> What to produce
Your task is to repeat the entries underneath exactly, minus the pictures.
====
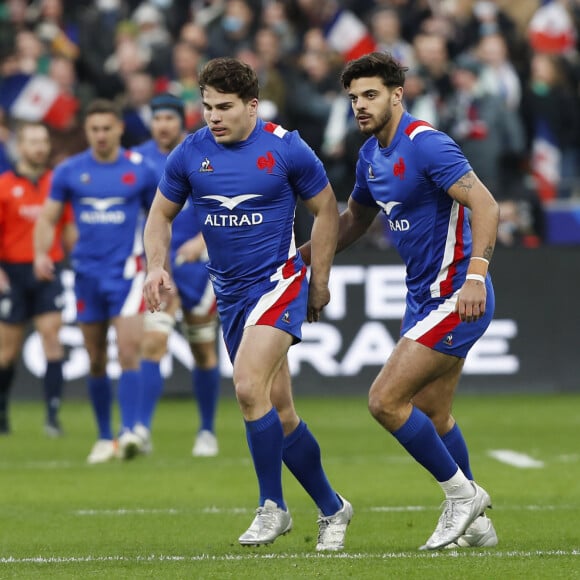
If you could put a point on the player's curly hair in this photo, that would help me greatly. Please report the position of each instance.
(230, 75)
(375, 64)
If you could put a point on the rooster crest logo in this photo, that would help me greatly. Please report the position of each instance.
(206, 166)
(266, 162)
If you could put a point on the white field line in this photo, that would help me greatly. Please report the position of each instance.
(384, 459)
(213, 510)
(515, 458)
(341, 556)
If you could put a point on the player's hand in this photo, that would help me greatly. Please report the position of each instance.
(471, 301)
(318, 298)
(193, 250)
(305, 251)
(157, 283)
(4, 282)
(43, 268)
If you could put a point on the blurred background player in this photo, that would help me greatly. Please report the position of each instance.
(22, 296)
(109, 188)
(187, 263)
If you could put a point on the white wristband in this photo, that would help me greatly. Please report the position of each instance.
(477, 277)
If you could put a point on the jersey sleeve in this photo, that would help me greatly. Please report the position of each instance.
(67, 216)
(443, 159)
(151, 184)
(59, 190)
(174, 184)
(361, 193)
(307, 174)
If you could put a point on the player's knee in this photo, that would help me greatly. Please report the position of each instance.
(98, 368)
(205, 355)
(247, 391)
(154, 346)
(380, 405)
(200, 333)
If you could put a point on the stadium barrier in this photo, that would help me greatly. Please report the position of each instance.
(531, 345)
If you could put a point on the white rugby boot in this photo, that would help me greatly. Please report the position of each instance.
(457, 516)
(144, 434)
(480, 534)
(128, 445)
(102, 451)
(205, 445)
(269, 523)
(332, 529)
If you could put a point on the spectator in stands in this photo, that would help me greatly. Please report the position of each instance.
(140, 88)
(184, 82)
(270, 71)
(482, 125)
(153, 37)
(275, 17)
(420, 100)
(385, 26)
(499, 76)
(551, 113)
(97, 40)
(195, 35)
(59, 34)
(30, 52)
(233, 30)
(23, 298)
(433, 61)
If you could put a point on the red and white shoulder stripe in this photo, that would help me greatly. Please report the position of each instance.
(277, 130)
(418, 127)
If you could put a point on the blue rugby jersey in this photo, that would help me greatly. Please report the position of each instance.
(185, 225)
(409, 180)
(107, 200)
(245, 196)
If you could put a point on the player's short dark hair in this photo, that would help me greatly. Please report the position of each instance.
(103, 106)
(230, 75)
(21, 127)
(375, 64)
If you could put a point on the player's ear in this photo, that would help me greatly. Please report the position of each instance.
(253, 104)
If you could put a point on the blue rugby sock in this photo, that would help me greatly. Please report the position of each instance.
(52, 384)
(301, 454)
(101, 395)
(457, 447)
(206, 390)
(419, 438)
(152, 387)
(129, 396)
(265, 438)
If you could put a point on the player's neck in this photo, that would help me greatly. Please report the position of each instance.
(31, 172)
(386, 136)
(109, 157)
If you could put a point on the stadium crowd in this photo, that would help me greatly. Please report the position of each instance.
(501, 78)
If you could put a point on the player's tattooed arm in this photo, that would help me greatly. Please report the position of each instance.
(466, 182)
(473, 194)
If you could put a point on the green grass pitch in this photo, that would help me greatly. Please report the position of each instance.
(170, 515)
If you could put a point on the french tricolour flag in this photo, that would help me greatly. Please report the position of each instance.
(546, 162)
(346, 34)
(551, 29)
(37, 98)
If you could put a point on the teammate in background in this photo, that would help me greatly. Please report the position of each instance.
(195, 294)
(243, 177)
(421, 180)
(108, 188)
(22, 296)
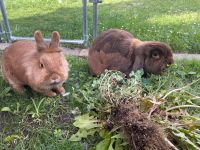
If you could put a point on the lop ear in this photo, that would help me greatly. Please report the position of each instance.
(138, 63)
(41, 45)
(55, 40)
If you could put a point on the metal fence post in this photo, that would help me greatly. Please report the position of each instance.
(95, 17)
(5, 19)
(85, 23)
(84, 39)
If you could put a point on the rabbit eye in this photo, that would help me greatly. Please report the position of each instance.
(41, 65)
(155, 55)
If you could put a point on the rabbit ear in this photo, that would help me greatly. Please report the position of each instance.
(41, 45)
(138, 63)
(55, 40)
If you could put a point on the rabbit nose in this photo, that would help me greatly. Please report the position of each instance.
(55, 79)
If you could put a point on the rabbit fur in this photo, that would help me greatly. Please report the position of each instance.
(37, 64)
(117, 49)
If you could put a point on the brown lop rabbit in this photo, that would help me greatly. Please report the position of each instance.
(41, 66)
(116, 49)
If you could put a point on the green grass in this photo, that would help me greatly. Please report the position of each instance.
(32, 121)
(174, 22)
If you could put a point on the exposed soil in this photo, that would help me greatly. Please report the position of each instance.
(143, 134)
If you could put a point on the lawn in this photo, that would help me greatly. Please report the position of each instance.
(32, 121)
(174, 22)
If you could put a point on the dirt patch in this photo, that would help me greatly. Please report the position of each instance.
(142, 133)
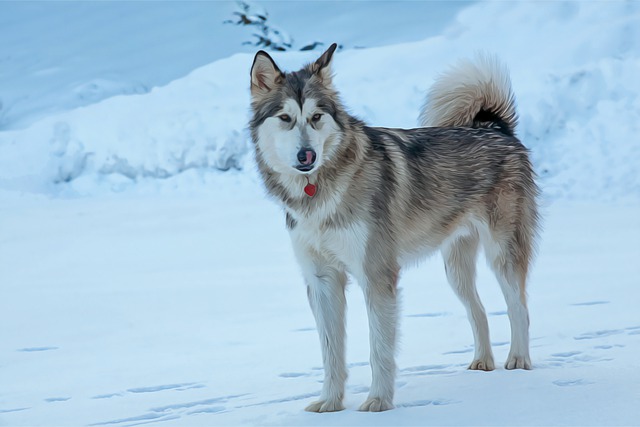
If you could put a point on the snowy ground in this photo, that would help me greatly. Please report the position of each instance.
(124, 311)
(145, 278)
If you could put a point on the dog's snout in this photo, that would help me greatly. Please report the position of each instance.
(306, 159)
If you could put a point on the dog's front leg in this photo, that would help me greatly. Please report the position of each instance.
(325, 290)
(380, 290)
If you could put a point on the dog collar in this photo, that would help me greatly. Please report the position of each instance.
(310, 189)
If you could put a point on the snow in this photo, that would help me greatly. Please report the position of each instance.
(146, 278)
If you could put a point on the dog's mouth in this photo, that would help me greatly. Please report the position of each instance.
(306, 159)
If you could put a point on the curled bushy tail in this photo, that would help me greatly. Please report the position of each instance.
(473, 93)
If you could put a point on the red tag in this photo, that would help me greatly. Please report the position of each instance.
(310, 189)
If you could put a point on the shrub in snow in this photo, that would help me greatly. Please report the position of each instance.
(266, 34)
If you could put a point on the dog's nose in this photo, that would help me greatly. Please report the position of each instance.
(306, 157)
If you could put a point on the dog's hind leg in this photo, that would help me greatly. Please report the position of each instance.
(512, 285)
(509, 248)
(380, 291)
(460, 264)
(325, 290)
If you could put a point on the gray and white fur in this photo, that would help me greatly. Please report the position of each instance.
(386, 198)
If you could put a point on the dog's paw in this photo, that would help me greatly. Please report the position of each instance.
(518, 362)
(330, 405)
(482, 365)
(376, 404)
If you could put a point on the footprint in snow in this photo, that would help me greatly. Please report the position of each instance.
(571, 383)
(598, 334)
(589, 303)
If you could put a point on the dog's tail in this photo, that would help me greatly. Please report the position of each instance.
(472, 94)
====
> Solution below
If you could put a point on the player's curly hair in this photo, that would help me greatly. Please report the position of each instance.
(230, 75)
(375, 64)
If you could put a point on the rooster crest logo in this photo, that would help me greatly. Please report the position of each instance.
(206, 166)
(266, 162)
If you could put a point on the white field line in this photo, that would help me greatly. Please report the position of each instance.
(384, 459)
(213, 510)
(515, 458)
(341, 556)
If you could put a point on the player's hand in this photo, that would help me greatly. Please report the position of each instance.
(471, 301)
(318, 298)
(193, 250)
(305, 251)
(157, 283)
(4, 282)
(43, 268)
If you could put a point on the blurred background player in this photo, that would help me greatly. Please report the position of each instance.
(22, 296)
(109, 188)
(187, 263)
If you could put a point on the white wristband in this photo, that would help me greatly. Please report the position of each instance.
(477, 277)
If you could put a point on the jersey sleeve in this photo, that would help me greatly. Please report the position of each instance.
(67, 216)
(443, 159)
(151, 184)
(59, 190)
(174, 184)
(361, 193)
(307, 174)
If you could put a point on the player's knee in this photo, that would help me greatly. Please report the position of each instance.
(98, 368)
(205, 355)
(247, 391)
(154, 346)
(380, 405)
(200, 333)
If you could put a point on the stadium barrier in this photo, that would help me greatly. Please report the position of each instance.
(531, 345)
If you could put a point on the white rugby boot in this photo, that would help me greatly. Please report the position of each instance.
(457, 516)
(144, 434)
(480, 534)
(128, 445)
(102, 451)
(205, 445)
(269, 523)
(332, 529)
If you could put a point on the spectator in stands in this photo, that would help me greatly. Please report the position of each instance.
(140, 88)
(184, 82)
(270, 71)
(482, 125)
(153, 37)
(275, 17)
(420, 100)
(385, 26)
(499, 76)
(551, 113)
(97, 40)
(195, 35)
(59, 34)
(30, 52)
(233, 30)
(23, 298)
(433, 61)
If you could put a point on the red and white shoulder stripe in this photo, that would help me greatly. Please report the position of each instance.
(277, 130)
(418, 127)
If you could put a point on the blue rugby jersey in this photo, that would help me greatly. Please report the position of each instance.
(185, 225)
(409, 180)
(107, 200)
(245, 196)
If you could put a point on the player's short dark hair in this photo, that would help me greatly. Please report the position of each instance.
(103, 106)
(230, 75)
(21, 127)
(375, 64)
If you could put a point on the player's ear in this photo, that would help me greatly. Please report the position of each instance.
(253, 104)
If you could put a point on the blue rugby sock in this photo, that would help me greatly. Please report the position of each instance.
(52, 384)
(301, 454)
(101, 395)
(457, 447)
(206, 390)
(419, 438)
(152, 387)
(129, 396)
(265, 438)
If you could put a point on the player's neck in this photo, that would help me greatly. Please report the position of each instance.
(31, 172)
(386, 136)
(109, 157)
If you could put a point on the stadium crowd in this photo, that would help me greatly. Please report the position of each instance.
(501, 78)
If you could put a point on the player's tattooed arm in this photo, that would help me greatly. Please report the position of each instance.
(466, 182)
(473, 194)
If you could put a point on the green grass pitch in this photo, that would help me greatly. Please report the position of each instance.
(170, 515)
If you could put a point on the french tricolour flag in this photo, that would help me greatly. Please report the position of each instance.
(546, 162)
(346, 34)
(551, 29)
(37, 98)
If you could put a point on the teammate in background in this photo, that would help me greatly. Please report the position of each instance.
(195, 294)
(243, 177)
(421, 180)
(108, 188)
(22, 296)
If you could put a point on the lop ear in this photo, that would help me greatly. Please report the position of each instance.
(138, 63)
(41, 45)
(55, 40)
If you could put a point on the metal fence post in this photo, that would help me greatly. Please report the position of each instance.
(95, 17)
(5, 19)
(85, 23)
(84, 39)
If you could put a point on the rabbit eye in this photo, that would help me greatly. Please report the position of each instance.
(41, 65)
(155, 55)
If you could put a point on the rabbit ear in this photo, that would help me greatly. Please report the position of each instance.
(41, 45)
(138, 63)
(55, 40)
If you could put a point on the rabbit nose in this photo, that would help me greatly. Please report the position of each instance.
(55, 79)
If you could put a point on the rabbit fur in this photo, that would help me greatly. Please report the position of each instance.
(37, 64)
(117, 49)
If you could put a point on the brown lop rabbit in this photo, that would help me greatly. Please report the position of each instance.
(41, 66)
(116, 49)
If you could put a point on the green grass in this photo, that would help me greatly. Please report the position of each instance.
(32, 121)
(174, 22)
If you could put a point on the exposed soil in this photo, that would help me greatly. Please report the position of each instance.
(143, 134)
If you could put a point on the lawn in this photo, that would help me greatly. Please report the position of each instance.
(32, 121)
(174, 22)
If you could put a point on the dirt patch in this photo, that would help me greatly. Please report the position of each instance.
(142, 133)
If you could put a point on the snowy ground in this photo, that would help me greatly. Please report the position of each instance.
(124, 311)
(145, 278)
If you could put a point on the dog's snout in this photo, that would help me greatly. Please report the position of each instance.
(306, 159)
If you could put a point on the dog's front leg in this photo, that would help me greatly. Please report the position of each instance.
(325, 290)
(380, 290)
If you could put a point on the dog collar in this photo, that would help me greatly. Please report the position of each instance.
(310, 189)
If you could put a point on the snow in this photo, that would help me greatly. Please report the position of each instance.
(146, 278)
If you could put a point on the dog's mouth in this photo, that would help me greatly. Please report the position of each instance.
(306, 159)
If you could put a point on the curled bushy tail in this photo, that would help me greatly. Please report the position of each instance.
(473, 93)
If you could put a point on the red tag in this photo, that would help me greatly. Please report the position of each instance.
(310, 189)
If you could put a point on the shrub in snow in this photo, that would help me greatly. Please report the position of each instance.
(266, 34)
If you could put a point on the dog's nose in this photo, that would help me greatly. Please report the position of each instance.
(306, 157)
If you could put a point on the dog's hind leg in this photo, that would help me greatly. Please report the position of each instance.
(512, 285)
(509, 248)
(380, 291)
(460, 264)
(325, 290)
If you could put a point on the gray and white fur in this photo, that would help me greatly. Please report the position of each instance.
(386, 198)
If you could put a point on the dog's paw in this photo, that would help me greatly. Please report the position of each instance.
(518, 362)
(330, 405)
(482, 365)
(376, 404)
If you could put a point on the footprint in snow in this photo, that would help me greatly. Please report the position of each instance.
(571, 383)
(598, 334)
(589, 303)
If you could put a point on the dog's tail in this photo, that would help me greatly. Please report the position of each instance.
(472, 94)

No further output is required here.